FONTE:
++++++++
Obra de Jorge Amado ganha reedição, além de uma série de atividades educativas
Ubiratan Brasil
Com um abraço afetuoso, Roman Polanski iniciou sua amizade com Jorge Amado. “Sua literatura inspirou a minha adolescência na Polônia”, disse o cineasta ao escritor, quando se encontraram na Bahia. “Embora o governo polonês nos obrigasse a apenas ler obras com temática realista-socialista, seus livros traziam uma prosa solar e de amor ao próximo.” São justamente essas duas qualidades que marcam, em grande estilo, o retorno da obra de Amado às prateleiras - na segunda-feira, nada menos que seis livros ganham nova edição, iniciando o trabalho de republicação, agora sob a chancela da Companhia das Letras.
“Trata-se de um dos nossos maiores projetos editoriais”, comenta o editor Luiz Schwarcz. “Estamos tratando os livros de Jorge como se inaugurassem a Companhia.” De fato, trata-se de um desafio provocador. Desde sua morte, em 6 de agosto de 2001, a quatro dias de completar 89 anos, Jorge Amado revelava-se cada vez mais um autor na contramão da tendência dominante na literatura contemporânea, tão pouco dado a mergulhar na introspecção psicológica que parecia até recusar a própria condição de modernidade.
++++++++
REQUISITOS DO EXERCÍCIO: Reproduza na íntegra, sem qualquer alteração, o texto acima sobre a reedição da obra de Jorge Amado.
++++++++
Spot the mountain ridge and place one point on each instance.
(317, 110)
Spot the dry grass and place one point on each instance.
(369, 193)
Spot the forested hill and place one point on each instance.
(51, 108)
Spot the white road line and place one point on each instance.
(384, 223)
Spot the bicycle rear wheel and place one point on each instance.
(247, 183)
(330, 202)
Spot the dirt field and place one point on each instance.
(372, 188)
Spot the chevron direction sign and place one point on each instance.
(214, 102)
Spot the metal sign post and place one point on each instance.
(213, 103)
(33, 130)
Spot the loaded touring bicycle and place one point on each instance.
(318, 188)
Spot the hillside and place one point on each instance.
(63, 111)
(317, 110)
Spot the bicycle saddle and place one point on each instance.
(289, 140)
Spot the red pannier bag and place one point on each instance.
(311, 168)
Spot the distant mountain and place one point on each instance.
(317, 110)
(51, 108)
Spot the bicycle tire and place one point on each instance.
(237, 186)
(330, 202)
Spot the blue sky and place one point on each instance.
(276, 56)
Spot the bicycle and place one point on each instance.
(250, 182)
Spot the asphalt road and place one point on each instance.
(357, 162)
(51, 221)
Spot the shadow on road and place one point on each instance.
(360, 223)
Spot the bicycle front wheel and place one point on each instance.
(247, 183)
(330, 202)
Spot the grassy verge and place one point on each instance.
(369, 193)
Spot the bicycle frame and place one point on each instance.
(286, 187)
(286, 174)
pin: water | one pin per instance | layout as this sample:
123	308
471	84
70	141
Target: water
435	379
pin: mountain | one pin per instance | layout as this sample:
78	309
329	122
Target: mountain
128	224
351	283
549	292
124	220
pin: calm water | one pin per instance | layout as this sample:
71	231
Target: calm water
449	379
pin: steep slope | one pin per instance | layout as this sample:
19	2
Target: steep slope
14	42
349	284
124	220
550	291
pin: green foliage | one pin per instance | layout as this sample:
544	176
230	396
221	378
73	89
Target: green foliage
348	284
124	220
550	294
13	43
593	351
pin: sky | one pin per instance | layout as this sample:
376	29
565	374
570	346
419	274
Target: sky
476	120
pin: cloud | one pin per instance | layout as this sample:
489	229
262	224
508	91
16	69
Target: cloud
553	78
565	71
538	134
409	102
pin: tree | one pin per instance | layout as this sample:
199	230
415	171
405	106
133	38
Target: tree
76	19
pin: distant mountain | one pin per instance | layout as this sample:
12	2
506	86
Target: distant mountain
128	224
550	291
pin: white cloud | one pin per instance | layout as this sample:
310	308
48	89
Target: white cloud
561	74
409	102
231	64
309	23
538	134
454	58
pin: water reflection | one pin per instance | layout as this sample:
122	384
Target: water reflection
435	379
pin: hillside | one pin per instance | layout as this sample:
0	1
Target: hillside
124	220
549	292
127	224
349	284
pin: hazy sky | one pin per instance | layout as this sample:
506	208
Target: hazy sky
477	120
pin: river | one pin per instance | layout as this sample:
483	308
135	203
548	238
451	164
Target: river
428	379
++++++++
SOLUÇÃO:
Obra de Jorge Amado ganha reedição, além de uma série de atividades educativas
Ubiratan Brasil
Com um abraço afetuoso, Roman Polanski iniciou sua amizade com Jorge Amado. “Sua literatura inspirou a minha adolescência na Polônia”, disse o cineasta ao escritor, quando se encontraram na Bahia. “Embora o governo polonês nos obrigasse a apenas ler obras com temática realista-socialista, seus livros traziam uma prosa solar e de amor ao próximo.” São justamente essas duas qualidades que marcam, em grande estilo, o retorno da obra de Amado às prateleiras - na segunda-feira, nada menos que seis livros ganham nova edição, iniciando o trabalho de republicação, agora sob a chancela da Companhia das Letras.
“Trata-se de um dos nossos maiores projetos editoriais”, comenta o editor Luiz Schwarcz. “Estamos tratando os livros de Jorge como se inaugurassem a Companhia.” De fato, trata-se de um desafio provocador. Desde sua morte, em 6 de agosto de 2001, a quatro dias de completar 89 anos, Jorge Amado revelava-se cada vez mais um autor na contramão da tendência dominante na literatura contemporânea, tão pouco dado a mergulhar na introspecção psicológica que parecia até recusar a própria condição de modernidade.